WORK ITEM.
Each line that has the string "striped" must be copied from the records below.

DATA UNDER STUDY.
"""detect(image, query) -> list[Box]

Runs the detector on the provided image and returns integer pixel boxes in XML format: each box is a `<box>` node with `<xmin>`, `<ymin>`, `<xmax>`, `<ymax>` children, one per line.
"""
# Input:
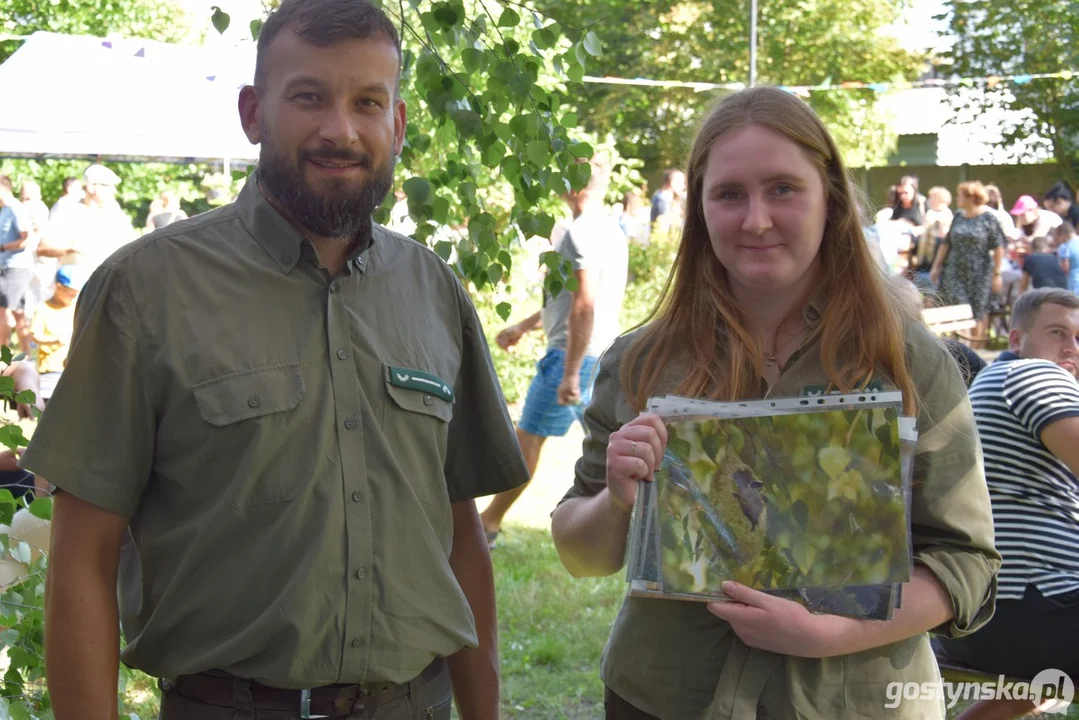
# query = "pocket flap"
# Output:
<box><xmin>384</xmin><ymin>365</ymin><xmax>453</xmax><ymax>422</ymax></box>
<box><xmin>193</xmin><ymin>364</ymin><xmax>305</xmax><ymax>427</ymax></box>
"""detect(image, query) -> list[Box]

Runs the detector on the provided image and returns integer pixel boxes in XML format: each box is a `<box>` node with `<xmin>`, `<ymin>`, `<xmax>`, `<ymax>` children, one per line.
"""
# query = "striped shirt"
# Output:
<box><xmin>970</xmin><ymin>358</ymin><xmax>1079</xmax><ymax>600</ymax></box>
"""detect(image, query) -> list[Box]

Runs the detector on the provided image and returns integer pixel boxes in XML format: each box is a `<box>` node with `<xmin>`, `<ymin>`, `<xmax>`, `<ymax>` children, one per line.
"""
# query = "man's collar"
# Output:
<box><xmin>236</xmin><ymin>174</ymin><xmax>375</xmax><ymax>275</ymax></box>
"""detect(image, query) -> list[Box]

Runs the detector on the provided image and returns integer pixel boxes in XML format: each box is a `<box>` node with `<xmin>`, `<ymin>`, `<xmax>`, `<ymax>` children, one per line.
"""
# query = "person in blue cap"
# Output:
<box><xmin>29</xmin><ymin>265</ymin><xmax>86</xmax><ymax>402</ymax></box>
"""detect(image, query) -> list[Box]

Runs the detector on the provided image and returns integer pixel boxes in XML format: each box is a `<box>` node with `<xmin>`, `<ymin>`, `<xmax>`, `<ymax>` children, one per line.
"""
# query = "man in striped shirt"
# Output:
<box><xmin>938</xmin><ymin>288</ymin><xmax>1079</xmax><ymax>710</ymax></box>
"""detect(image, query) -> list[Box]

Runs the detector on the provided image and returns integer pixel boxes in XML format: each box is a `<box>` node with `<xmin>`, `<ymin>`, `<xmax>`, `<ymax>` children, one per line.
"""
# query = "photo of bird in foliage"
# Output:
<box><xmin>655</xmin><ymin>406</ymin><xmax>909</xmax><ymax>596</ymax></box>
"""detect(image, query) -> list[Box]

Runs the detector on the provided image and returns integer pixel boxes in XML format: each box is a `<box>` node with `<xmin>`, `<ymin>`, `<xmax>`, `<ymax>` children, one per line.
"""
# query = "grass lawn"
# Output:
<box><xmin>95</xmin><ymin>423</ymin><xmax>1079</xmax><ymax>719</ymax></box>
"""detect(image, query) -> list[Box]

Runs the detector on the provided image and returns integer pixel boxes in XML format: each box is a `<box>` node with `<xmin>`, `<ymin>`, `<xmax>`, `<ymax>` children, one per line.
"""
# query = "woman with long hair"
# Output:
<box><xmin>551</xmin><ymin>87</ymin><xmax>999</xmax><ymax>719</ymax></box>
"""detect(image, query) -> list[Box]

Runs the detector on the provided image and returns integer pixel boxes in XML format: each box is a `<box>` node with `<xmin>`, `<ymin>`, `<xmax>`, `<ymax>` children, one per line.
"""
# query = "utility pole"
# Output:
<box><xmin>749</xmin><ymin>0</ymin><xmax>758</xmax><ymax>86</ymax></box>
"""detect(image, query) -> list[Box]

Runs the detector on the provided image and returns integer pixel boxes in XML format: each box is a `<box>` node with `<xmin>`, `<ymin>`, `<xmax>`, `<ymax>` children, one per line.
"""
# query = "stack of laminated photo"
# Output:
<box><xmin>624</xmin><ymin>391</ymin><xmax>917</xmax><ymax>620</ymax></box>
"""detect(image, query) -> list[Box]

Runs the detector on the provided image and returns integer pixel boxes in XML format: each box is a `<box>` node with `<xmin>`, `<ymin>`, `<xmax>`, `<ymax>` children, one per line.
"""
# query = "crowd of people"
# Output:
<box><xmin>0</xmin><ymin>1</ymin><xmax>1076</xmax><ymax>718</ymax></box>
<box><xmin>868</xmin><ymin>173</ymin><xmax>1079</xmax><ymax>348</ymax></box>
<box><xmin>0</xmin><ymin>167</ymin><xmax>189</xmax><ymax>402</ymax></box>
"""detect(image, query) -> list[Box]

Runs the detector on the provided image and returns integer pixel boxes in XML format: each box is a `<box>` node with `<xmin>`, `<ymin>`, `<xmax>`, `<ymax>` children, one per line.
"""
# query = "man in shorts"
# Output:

SOLUTION TO THIS EXERCISE.
# query = "striped shirt"
# query = "man in striped shirt"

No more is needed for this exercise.